Reproduce every entry below verbatim, line for line.
★ ★ ★ ★ ★ ★ ★
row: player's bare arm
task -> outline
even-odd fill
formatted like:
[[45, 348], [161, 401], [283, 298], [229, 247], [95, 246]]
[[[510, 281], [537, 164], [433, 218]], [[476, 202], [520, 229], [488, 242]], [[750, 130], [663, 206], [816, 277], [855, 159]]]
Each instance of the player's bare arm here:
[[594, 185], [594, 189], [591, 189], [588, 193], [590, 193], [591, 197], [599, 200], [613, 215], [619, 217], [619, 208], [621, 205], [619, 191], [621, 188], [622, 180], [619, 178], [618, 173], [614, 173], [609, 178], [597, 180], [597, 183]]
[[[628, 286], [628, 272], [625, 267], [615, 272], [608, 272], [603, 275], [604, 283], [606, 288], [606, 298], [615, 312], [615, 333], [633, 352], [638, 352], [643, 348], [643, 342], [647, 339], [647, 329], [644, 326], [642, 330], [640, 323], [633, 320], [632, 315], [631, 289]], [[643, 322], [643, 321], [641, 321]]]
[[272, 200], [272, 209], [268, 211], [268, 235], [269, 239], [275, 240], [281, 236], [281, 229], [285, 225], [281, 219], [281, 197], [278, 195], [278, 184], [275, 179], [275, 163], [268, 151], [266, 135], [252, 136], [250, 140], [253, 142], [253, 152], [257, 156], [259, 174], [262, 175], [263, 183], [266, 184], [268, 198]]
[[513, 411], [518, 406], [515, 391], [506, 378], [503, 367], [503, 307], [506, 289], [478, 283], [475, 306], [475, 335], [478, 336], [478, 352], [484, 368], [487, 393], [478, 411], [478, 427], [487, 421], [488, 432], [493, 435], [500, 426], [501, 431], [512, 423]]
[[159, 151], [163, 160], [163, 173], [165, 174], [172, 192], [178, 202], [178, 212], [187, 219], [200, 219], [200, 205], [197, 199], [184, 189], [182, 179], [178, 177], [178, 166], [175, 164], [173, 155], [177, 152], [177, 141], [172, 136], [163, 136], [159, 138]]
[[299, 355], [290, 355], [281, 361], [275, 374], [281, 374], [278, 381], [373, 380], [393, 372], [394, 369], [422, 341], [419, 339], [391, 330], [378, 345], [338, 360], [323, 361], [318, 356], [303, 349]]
★ ★ ★ ★ ★ ★ ★
**Result**
row: player's bare arm
task -> outline
even-odd fill
formatted like:
[[45, 348], [161, 401], [283, 298], [229, 247], [95, 246]]
[[[510, 281], [537, 164], [433, 218]], [[476, 202], [520, 229], [488, 242]], [[750, 130], [663, 206], [816, 277], [855, 159]]]
Each instance of the player's bare arm here:
[[594, 185], [594, 189], [591, 189], [588, 193], [590, 193], [591, 197], [599, 200], [613, 215], [619, 217], [619, 208], [621, 205], [619, 191], [621, 188], [622, 180], [619, 178], [618, 173], [614, 173], [609, 178], [597, 180], [597, 183]]
[[[628, 286], [628, 272], [625, 267], [615, 272], [608, 272], [603, 275], [604, 283], [606, 288], [606, 298], [615, 312], [615, 333], [633, 352], [638, 352], [643, 348], [643, 342], [647, 339], [647, 329], [644, 326], [642, 330], [640, 323], [633, 320], [632, 315], [631, 289]], [[643, 322], [643, 321], [641, 321]]]
[[272, 200], [272, 209], [268, 211], [268, 235], [269, 239], [275, 240], [281, 236], [281, 229], [285, 225], [281, 219], [281, 197], [278, 195], [278, 184], [275, 179], [275, 163], [268, 151], [266, 135], [252, 136], [250, 140], [253, 142], [253, 152], [257, 156], [259, 174], [262, 175], [263, 183], [266, 184], [268, 198]]
[[513, 411], [518, 406], [515, 391], [506, 378], [503, 367], [503, 307], [506, 289], [478, 283], [475, 306], [475, 335], [478, 336], [478, 352], [484, 368], [487, 393], [478, 411], [478, 427], [487, 421], [488, 432], [493, 435], [500, 426], [501, 431], [512, 423]]
[[159, 151], [163, 160], [163, 173], [165, 174], [172, 192], [178, 202], [178, 212], [187, 219], [200, 219], [200, 205], [197, 199], [184, 189], [182, 179], [178, 177], [178, 166], [175, 164], [173, 155], [177, 152], [177, 141], [172, 136], [163, 136], [159, 138]]
[[299, 355], [290, 355], [281, 361], [275, 374], [281, 374], [278, 381], [373, 380], [393, 372], [394, 369], [422, 341], [419, 339], [391, 330], [378, 345], [338, 360], [323, 361], [318, 356], [303, 349]]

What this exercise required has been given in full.